TO DO:
Rewrite the data from the line containing "pole and record the pixel coordinates." through the end of the data, putting "hanging lamp" in place of "hanging lantern" and keeping everything else the same.
#####
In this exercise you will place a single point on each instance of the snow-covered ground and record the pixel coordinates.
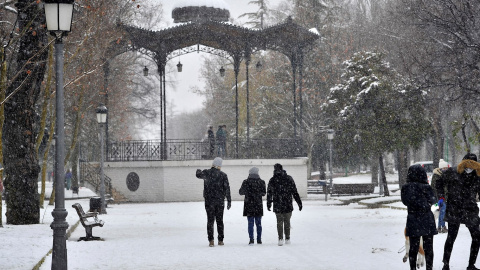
(325, 235)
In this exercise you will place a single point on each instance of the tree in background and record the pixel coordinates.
(378, 104)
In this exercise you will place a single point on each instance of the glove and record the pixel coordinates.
(440, 202)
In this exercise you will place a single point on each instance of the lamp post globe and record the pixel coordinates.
(59, 14)
(102, 112)
(222, 72)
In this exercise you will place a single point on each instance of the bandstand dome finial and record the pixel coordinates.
(200, 10)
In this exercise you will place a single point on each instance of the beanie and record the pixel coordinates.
(443, 164)
(253, 170)
(217, 162)
(470, 156)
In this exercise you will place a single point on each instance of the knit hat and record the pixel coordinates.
(253, 170)
(443, 164)
(217, 162)
(470, 156)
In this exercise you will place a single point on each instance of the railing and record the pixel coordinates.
(91, 174)
(195, 150)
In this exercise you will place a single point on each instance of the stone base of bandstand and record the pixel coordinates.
(175, 181)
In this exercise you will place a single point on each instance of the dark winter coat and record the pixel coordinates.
(281, 189)
(461, 192)
(437, 174)
(215, 186)
(254, 189)
(418, 196)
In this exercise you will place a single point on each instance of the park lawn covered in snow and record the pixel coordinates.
(325, 235)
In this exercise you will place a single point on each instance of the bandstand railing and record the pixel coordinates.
(174, 149)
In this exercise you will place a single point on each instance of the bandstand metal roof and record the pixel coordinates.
(286, 38)
(219, 38)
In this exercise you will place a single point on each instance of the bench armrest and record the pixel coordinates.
(91, 214)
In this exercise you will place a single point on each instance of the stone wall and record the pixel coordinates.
(175, 181)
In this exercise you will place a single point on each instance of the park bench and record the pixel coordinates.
(88, 220)
(316, 186)
(353, 189)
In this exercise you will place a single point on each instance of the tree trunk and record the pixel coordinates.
(402, 166)
(3, 84)
(20, 160)
(382, 176)
(374, 170)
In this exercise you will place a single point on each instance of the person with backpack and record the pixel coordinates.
(418, 196)
(460, 186)
(281, 189)
(254, 189)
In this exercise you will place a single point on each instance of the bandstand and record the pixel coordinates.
(205, 28)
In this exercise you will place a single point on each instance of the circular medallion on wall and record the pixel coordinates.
(133, 181)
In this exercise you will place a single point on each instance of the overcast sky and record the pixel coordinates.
(182, 96)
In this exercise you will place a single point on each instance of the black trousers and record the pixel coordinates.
(214, 213)
(427, 247)
(452, 236)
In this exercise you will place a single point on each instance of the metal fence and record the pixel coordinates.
(153, 150)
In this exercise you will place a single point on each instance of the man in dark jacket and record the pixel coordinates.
(215, 189)
(254, 189)
(462, 186)
(281, 189)
(211, 140)
(418, 196)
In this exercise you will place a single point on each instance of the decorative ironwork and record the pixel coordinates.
(196, 150)
(133, 181)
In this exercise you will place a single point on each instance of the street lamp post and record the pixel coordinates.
(102, 119)
(330, 135)
(58, 14)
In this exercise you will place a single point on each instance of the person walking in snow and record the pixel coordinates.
(418, 196)
(442, 207)
(461, 186)
(211, 141)
(68, 179)
(215, 189)
(254, 189)
(281, 189)
(221, 141)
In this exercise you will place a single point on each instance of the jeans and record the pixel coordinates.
(441, 216)
(214, 213)
(427, 247)
(283, 221)
(258, 223)
(452, 235)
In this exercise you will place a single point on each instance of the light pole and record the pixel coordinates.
(102, 119)
(330, 135)
(59, 15)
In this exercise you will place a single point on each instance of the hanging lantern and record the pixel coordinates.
(222, 72)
#####
EXPECTED OUTPUT:
In this exercise you will place a single point on each instance of the light pole and record the pixel coordinates.
(102, 119)
(330, 135)
(59, 15)
In this exercise you will place a single point on each instance of the hanging lamp and record the pixel coordinates.
(222, 72)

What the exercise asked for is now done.